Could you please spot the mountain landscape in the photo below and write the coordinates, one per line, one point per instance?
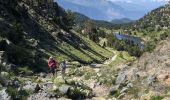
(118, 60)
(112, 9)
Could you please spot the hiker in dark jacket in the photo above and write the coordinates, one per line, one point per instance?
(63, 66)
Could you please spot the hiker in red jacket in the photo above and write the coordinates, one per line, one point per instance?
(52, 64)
**********
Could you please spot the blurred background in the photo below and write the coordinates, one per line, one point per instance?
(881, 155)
**********
• **Stated problem**
Pick out each line of the data above that contains the word "below" and copy those lines in full. Case counts, so only matches with the same capitalization qualify.

• **Exercise answer**
Could you please spot the mountain landscape in the photo below and write the coordinates, one per line, one point per instance?
Could you please spot the blurred background in the photo below and write the coordinates, one per line, one point per instance?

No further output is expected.